Given instruction
Which lines in the data below contain the word "truck"? Locate each one and copy it out.

Segmentation data:
Begin
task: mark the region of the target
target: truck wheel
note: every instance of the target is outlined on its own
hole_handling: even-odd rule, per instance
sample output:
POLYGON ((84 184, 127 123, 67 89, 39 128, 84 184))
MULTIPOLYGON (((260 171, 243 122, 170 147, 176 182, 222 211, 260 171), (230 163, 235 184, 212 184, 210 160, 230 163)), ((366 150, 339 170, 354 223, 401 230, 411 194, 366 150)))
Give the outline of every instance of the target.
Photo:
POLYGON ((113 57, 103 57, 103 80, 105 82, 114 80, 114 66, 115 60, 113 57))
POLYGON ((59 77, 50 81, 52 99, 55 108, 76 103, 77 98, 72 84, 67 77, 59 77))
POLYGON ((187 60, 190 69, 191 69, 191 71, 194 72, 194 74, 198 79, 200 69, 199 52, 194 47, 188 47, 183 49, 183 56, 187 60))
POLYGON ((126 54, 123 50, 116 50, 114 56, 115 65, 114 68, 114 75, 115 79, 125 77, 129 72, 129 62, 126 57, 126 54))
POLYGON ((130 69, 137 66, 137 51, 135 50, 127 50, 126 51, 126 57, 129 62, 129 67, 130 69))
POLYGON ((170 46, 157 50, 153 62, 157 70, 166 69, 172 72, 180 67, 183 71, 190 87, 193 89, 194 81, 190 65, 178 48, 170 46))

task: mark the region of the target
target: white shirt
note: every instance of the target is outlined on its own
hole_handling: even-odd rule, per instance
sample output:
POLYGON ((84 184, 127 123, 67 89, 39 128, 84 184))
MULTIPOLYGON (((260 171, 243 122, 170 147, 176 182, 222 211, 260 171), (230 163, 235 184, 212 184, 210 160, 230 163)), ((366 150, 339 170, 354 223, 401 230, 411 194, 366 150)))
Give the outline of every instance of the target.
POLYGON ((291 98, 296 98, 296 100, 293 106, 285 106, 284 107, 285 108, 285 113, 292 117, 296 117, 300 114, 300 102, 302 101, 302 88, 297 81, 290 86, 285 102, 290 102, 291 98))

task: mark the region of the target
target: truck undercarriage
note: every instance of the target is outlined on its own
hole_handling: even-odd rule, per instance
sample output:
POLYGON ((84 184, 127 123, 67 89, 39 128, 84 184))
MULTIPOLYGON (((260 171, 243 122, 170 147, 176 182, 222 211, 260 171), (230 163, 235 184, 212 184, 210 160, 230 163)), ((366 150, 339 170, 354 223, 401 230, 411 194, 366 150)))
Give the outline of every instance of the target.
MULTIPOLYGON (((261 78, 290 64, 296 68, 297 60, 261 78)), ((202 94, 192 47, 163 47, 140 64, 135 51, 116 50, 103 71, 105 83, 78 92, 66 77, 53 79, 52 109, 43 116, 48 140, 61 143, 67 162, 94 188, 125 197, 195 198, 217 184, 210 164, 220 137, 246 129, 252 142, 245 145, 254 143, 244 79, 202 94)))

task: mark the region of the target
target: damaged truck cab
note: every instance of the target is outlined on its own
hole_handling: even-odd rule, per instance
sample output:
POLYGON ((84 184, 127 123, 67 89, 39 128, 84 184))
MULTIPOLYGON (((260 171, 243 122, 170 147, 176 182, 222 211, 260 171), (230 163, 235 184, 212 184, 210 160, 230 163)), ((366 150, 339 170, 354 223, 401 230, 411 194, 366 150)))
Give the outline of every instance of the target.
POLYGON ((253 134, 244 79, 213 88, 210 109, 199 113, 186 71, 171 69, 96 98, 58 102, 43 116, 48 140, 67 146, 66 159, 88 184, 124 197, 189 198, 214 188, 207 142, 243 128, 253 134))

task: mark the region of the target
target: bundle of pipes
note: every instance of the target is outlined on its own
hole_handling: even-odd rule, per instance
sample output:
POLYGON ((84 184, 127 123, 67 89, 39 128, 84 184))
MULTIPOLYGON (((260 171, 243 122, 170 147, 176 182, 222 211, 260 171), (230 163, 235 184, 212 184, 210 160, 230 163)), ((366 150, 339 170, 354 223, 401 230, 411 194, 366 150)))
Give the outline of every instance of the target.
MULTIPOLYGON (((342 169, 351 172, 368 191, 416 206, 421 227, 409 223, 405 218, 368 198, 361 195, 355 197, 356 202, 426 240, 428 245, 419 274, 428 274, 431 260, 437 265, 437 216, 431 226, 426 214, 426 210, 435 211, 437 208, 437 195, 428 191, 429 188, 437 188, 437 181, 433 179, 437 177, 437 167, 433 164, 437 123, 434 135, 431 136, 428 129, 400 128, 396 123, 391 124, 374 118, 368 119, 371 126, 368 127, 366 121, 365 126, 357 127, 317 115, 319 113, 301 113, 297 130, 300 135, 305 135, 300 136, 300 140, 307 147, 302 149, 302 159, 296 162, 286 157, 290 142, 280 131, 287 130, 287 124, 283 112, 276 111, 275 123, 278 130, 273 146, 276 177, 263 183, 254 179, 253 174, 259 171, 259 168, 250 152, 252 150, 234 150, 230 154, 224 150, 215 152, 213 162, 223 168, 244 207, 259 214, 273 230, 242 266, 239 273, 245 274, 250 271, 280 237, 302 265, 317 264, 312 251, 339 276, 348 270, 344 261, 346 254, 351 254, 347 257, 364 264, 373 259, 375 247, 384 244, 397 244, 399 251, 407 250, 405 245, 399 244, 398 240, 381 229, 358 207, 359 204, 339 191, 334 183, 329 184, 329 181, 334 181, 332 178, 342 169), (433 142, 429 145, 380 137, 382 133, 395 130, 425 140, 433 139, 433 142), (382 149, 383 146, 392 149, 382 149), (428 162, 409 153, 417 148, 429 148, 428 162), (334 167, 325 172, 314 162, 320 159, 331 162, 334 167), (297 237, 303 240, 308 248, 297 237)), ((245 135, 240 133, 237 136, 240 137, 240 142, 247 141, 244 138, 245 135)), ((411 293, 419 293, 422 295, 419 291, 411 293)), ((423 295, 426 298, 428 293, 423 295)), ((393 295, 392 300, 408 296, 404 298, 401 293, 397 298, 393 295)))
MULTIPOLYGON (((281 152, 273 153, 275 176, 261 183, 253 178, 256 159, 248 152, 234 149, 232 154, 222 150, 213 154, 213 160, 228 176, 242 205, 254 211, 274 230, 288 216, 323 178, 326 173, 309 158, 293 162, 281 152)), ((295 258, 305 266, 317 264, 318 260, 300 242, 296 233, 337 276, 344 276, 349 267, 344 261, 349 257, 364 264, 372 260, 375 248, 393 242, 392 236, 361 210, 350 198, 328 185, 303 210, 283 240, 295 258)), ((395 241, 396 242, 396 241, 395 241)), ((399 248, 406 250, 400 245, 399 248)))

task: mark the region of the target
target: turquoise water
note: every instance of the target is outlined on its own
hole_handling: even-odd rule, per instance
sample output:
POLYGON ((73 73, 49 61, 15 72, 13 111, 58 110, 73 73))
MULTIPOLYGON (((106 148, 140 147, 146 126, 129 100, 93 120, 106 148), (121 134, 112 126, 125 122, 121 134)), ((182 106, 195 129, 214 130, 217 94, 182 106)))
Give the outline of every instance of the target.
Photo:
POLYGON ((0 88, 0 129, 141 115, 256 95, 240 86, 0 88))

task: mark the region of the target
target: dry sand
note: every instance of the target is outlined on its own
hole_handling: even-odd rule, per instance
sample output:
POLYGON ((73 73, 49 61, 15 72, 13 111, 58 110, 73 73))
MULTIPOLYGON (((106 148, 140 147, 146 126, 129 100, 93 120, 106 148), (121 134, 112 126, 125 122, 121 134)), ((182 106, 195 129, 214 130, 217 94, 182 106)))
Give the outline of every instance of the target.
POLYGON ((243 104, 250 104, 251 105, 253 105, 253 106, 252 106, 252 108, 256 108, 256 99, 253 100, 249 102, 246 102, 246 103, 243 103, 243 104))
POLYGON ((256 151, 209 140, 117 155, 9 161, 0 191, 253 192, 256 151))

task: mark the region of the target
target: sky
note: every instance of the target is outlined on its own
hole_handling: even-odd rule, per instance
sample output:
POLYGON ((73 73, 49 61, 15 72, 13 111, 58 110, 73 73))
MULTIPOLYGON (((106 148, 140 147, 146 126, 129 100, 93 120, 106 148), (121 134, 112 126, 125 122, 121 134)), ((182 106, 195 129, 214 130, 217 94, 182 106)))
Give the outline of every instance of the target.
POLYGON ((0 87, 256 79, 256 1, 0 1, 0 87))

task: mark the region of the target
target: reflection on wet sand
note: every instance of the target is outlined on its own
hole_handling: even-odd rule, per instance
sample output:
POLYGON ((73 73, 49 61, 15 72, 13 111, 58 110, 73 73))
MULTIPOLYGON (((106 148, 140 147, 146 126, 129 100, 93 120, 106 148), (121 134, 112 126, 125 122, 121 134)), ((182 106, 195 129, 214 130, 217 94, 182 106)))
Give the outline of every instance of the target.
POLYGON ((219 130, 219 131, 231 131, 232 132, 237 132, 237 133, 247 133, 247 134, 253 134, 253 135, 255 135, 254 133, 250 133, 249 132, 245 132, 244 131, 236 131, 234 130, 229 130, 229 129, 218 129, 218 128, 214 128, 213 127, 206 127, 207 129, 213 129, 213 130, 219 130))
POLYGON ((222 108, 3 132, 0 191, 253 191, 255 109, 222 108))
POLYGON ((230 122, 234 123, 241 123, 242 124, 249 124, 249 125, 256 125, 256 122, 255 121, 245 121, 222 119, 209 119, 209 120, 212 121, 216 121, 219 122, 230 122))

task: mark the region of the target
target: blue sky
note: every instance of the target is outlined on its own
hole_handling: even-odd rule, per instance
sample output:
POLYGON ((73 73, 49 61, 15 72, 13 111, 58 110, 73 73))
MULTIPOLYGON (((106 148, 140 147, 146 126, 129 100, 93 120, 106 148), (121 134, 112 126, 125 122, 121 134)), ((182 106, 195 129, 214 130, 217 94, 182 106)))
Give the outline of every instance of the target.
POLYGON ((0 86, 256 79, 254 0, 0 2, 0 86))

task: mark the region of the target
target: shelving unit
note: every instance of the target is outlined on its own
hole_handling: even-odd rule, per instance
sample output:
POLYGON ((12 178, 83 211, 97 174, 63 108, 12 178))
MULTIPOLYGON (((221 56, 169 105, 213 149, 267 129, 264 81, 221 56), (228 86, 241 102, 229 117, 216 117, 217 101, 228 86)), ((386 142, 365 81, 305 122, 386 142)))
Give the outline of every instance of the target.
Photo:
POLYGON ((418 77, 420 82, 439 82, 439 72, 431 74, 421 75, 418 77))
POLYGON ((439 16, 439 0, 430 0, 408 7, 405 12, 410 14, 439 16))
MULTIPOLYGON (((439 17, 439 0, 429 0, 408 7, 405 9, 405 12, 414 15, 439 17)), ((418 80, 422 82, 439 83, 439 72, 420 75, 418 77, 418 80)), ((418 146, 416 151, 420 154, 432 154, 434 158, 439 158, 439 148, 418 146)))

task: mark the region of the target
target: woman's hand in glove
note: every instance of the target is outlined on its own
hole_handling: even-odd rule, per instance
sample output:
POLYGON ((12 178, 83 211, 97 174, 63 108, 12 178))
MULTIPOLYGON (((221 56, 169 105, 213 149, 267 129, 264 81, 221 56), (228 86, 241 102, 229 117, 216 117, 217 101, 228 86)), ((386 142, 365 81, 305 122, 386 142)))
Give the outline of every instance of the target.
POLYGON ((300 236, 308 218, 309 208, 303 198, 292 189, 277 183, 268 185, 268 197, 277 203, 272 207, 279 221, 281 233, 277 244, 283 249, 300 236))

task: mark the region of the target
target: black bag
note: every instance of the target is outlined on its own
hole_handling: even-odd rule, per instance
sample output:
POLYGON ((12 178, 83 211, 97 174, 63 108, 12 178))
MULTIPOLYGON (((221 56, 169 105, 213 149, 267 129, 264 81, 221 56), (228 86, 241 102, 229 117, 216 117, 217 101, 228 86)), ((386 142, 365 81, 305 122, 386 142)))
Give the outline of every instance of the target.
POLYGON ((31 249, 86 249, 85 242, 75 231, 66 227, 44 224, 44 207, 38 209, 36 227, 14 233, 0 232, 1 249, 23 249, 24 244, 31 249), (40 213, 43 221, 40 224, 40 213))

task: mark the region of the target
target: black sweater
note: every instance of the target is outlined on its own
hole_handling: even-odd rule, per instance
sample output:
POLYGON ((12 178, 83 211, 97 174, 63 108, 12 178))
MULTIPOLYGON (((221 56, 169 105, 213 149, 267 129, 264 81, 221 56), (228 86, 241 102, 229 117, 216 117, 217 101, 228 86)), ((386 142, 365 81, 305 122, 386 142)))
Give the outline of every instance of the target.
End
Output for this exercise
target: truck wheel
target: truck undercarriage
target: damaged truck cab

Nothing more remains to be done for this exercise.